(Saved dataset items)

— Start —

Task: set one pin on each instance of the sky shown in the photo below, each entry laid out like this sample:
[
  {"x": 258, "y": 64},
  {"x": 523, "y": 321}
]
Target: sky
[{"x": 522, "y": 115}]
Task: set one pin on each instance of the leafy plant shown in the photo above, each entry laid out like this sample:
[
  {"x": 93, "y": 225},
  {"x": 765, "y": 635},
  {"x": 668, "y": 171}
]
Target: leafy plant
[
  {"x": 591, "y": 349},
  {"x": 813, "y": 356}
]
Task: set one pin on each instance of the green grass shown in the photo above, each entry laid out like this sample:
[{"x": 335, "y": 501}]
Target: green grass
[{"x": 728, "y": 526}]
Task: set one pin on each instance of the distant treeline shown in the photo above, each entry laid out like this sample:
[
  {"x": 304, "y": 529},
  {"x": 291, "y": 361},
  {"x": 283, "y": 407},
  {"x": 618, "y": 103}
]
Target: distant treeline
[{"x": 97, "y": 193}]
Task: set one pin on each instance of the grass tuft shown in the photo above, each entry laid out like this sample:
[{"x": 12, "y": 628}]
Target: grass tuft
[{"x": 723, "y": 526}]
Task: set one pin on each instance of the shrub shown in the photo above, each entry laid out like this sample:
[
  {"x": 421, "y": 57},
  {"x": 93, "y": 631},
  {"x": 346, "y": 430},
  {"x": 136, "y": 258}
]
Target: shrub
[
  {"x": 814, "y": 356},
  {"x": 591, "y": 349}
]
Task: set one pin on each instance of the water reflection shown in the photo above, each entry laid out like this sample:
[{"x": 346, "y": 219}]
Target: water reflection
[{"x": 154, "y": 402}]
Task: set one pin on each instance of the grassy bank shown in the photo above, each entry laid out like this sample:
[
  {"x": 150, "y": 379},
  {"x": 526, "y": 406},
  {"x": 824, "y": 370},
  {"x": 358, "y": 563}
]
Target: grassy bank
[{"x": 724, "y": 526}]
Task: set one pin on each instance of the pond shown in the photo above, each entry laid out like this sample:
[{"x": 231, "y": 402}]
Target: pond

— End —

- _Problem description_
Please reproduce the material above line for line, keeping every character the same.

- _Answer to the task_
Task: set one pin on each instance of the sky shown in the photo below, each entry laid out like this sample:
[
  {"x": 258, "y": 64},
  {"x": 523, "y": 321}
]
Target: sky
[{"x": 522, "y": 115}]
Task: set one pin on each instance of the leafy plant shown in the photo above, each entry laid out like this sample:
[
  {"x": 93, "y": 225},
  {"x": 765, "y": 635},
  {"x": 668, "y": 171}
]
Target: leafy plant
[
  {"x": 591, "y": 349},
  {"x": 813, "y": 356}
]
Task: set one pin on each instance of the green grass shown in the photo above, each entry laid out like this sample:
[{"x": 335, "y": 501}]
Target: green grass
[{"x": 728, "y": 526}]
Task: set one pin on each instance of the distant treeline shown in the photo above, each entry laid out like this sample:
[
  {"x": 304, "y": 529},
  {"x": 291, "y": 361},
  {"x": 283, "y": 407},
  {"x": 618, "y": 103}
]
Target: distant treeline
[{"x": 97, "y": 193}]
Task: set one pin on each instance of the grass tuft shown in the photo above, each entry laid out like this sample:
[{"x": 12, "y": 628}]
Target: grass tuft
[{"x": 723, "y": 526}]
Task: set one pin on each instance of the shrub shown in the photo above, each entry laid out like this sample:
[
  {"x": 421, "y": 57},
  {"x": 93, "y": 631},
  {"x": 346, "y": 430},
  {"x": 136, "y": 258}
]
Target: shrub
[
  {"x": 814, "y": 356},
  {"x": 591, "y": 349}
]
Task: set one pin on each instance of the water reflection shown in the photo above, each entry laid out like this sample:
[{"x": 346, "y": 219}]
Target: water reflection
[{"x": 154, "y": 402}]
Task: set one pin on each instance of the grassy bank shown in the photo above, each entry laid out like this sample:
[
  {"x": 150, "y": 379},
  {"x": 526, "y": 406},
  {"x": 824, "y": 370},
  {"x": 358, "y": 563}
]
Target: grassy bank
[{"x": 724, "y": 526}]
Task: set one pin on each instance of the pond shown in the photo above, each entry laid out like this sample:
[{"x": 231, "y": 402}]
Target: pond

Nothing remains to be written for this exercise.